### Sunulan Metin
+ + + +
OTOYOL ve köprülerin özelleştirileceği yönünde siyasi iktidardan demeçler gelmeye başlayınca Türk İmar-Sen harekete geçti
OTOYOL ve köprülerin özelleştirileceği yönünde siyasi iktidardan demeçler gelmeye başlayınca Türk İmar-Sen harekete geçti. Karayolları 17'nci Bölge Müdürlüğü'nün işyeri ve lojman arsasının satılması nedeniyle Fatih, Sultan Mehmet Köprüsü gişelerinde iş yavaşlatma eylemi yapan Türkiye Kamu-Sen'liler "Köprüyü satanı biz de satarız" sloganı atarak hükümeti protesto ettiler. Fatih Sultan Mehmet Köprüsü gişelerinde dün saat 11.00'de başlayan iş yavaşlatma eyleminin ardından Türk İmar-Sen üyeleri saat 15.00'te Karayolları 17'nci Bölge Müdürlüğü İşletme Binası önünde basın açıklaması yaptı. Türk İmar-Sen Genel Başkanı Necati Alsancak, "Gişe memurları devlet kurumları arasında en düşük maaşla her türlü iklimde ve zor şartlar altında çalışmakta" dedi.
+ + + +
### Veri Kümesi Kesiti
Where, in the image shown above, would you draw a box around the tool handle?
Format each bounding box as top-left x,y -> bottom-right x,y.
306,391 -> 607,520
+ + + +
### Yapılacak Görev
Sunulan metne göre aşağıdaki soruları yanıtlayınız.
1. Gişelerdeki iş yavaşlatma eylemi saat kaçta başlamıştır?
2. Türk İmar-Sen üyeleri basın açıklamasını saat kaçta ve nerede yapmıştır?
3. Eylemciler hükümeti protesto ederken hangi sloganı atmıştır?

### Çözümlü Alıştırma
1. Saat 11.00'de başlamıştır.
2. Saat 15.00'te, Karayolları 17'nci Bölge Müdürlüğü İşletme Binası önünde yapmıştır.
3. "Köprüyü satanı biz de satarız" sloganını atmışlardır.